**Collected data**
*****

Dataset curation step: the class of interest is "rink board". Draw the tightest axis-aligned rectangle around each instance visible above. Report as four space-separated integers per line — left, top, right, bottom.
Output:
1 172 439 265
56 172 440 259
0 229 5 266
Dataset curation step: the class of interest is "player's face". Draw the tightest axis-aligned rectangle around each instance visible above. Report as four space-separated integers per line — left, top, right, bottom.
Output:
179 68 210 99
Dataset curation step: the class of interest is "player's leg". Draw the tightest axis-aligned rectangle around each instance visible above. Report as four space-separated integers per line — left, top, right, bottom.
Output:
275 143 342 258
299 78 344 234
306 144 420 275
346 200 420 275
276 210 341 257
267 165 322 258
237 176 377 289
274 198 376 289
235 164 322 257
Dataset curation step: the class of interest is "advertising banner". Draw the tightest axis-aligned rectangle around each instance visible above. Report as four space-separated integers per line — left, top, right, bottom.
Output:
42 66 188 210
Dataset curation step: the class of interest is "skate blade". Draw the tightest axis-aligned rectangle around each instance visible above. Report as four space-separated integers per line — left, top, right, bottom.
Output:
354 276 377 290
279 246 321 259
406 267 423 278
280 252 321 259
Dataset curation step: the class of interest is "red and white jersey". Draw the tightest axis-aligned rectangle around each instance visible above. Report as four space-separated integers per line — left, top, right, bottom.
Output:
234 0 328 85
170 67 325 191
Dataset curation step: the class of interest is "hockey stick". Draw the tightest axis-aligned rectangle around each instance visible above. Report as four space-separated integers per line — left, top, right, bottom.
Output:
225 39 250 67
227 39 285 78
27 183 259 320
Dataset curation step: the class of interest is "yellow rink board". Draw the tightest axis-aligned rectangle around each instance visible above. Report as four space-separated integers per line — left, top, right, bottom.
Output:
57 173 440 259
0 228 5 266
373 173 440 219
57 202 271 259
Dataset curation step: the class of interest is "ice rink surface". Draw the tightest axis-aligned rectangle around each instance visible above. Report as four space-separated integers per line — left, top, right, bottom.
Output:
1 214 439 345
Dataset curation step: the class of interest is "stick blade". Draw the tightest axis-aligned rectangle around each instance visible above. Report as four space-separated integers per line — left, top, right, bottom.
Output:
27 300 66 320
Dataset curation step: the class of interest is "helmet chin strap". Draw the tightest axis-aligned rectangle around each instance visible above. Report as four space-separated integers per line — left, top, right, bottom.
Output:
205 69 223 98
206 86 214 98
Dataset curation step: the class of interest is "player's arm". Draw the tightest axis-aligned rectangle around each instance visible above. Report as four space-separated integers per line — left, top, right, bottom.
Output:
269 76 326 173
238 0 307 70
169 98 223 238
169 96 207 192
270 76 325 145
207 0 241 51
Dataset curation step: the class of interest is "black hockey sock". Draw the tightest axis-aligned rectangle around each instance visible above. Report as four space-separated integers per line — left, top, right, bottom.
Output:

*****

**EXERCISE BRIEF**
In full and without alteration, copy the entries.

**SOLUTION**
Dataset curation step: the class of interest is "rink board". Draw the tightest axis-aligned rectangle around each instance visible above. Report as four space-separated integers per line — left, top, right, bottom.
Output:
1 172 439 265
56 172 440 259
0 229 5 266
Dataset curation step: the class of interest is "player's face". Draw the tightest axis-aligned rectangle around each instance visible above. Report as four space-separated integers per line — left, top, right, bottom.
Output:
179 68 210 99
Dataset curation step: the class of interest is "player's leg". Draw the tightest axis-aligned rectangle around each instance visible above. Report as four space-separated integers per line — left, top, right, bottom.
Output:
275 143 342 258
299 78 344 234
306 144 420 275
346 200 420 275
276 210 341 257
267 165 322 258
237 176 377 289
274 198 376 289
235 164 322 257
Dataset curation step: the class of interest is "advertising banner". Draw the tightest axis-aligned rectangle around each instance visible above. Report as four space-separated integers per line — left, top, right, bottom.
Output:
42 66 188 210
Dataset curation step: the class of interest is "skate blade". Draw the tightest axis-aligned rectangle around each instance visible above. Report as four space-separated integers per line — left, top, right, bottom.
Output:
354 276 377 290
279 246 321 259
406 267 423 278
280 252 321 259
Dataset curation step: the class of interest is "red and white jersey". Draw the tightest axis-aligned rectangle around each instance visible above. Report as four space-separated integers per line — left, top, right, bottom.
Output:
234 0 328 85
170 67 325 191
Dataset curation step: the class of interest is "hockey stick". Draw the tightest axis-aligned rectangle around each instance visible above. Report as four space-separated integers per line — left, top, right, bottom.
Output:
225 39 250 67
227 39 285 78
27 183 259 320
Dataset curation step: the class of interest is "yellow rink board". Draw the tightest axis-aligned rectangle around each instance visible above. Report as four space-separated integers per line — left, top, right, bottom.
Output:
57 173 440 259
0 228 5 266
373 173 440 219
57 202 271 259
Dataset curation step: the class of interest is "ice rink surface". Draw the tightest axis-aligned rectangle around each instance visible above. Report as four space-separated integers per line — left, top, right, bottom.
Output:
1 214 439 345
Dataset curation step: the class of interest is "stick blade". Draw the tightest axis-aligned rectangle around each instance visible above. Report as four space-separated integers per line — left, top, right, bottom.
Output:
27 300 66 320
Dataset curation step: the class of interest is "helmet chin strap". Draw the tightest axis-aligned rectangle around each instance visible above. Report as four space-separated integers per line — left, top, right, bottom.
Output:
205 69 223 98
206 86 214 98
Dataset curation step: the class of interest is "player's arm". Draw the tightest axis-aligned rectangle around each instance visible above. Report as four space-separated integers per line — left, top, right, bottom.
Output:
269 76 326 173
238 0 307 70
169 98 223 238
169 96 207 192
270 76 325 145
207 0 241 51
Dataset curation step: the class of interest is "black hockey sock". Draw the tightest axis-aligned rectangle around each instance visible above. Report as four space-separated integers per line — left, top, right, bottom.
Output:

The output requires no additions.